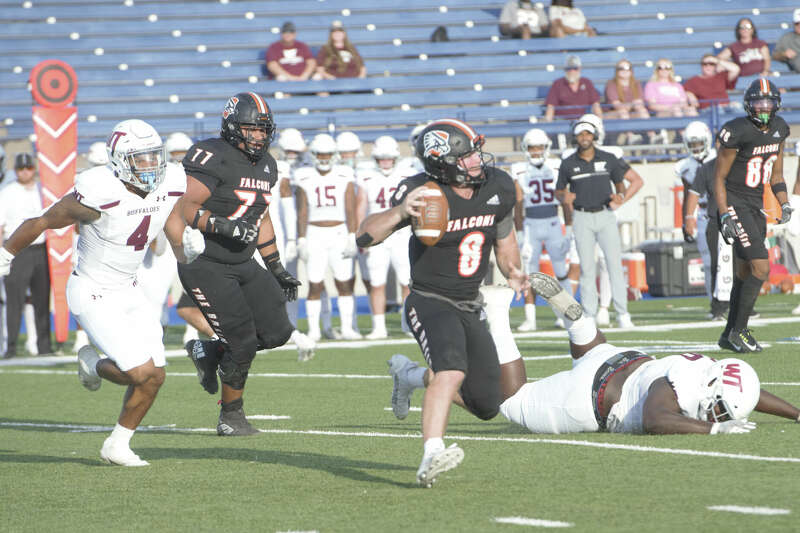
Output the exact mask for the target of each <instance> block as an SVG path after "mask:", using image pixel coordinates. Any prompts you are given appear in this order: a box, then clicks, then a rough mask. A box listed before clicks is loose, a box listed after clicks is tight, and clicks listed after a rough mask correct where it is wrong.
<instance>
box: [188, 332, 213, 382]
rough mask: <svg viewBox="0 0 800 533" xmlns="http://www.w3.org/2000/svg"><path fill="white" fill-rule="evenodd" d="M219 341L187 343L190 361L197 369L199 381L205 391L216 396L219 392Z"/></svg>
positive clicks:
★ ★ ★
* [INSTRUCTIONS FOR THE TASK] Retype the listing exactly. Pictures do not belong in the copy.

* [REPLY TO THE EXERCISE]
Output the exact mask for the target of each <instance> block as an SVG path after "mask:", using image pixel coordinates. Any prompts you are given appear in this order: a box, then clicks, then a rough mask. A box listed before clicks is loose, a box listed after clicks is tight, and clicks listed after a rough mask correct where it is wrong.
<instance>
box: [188, 332, 213, 382]
rough mask: <svg viewBox="0 0 800 533" xmlns="http://www.w3.org/2000/svg"><path fill="white" fill-rule="evenodd" d="M219 341L187 343L190 361L197 369L199 381L205 391L216 396L219 392Z"/></svg>
positive clicks:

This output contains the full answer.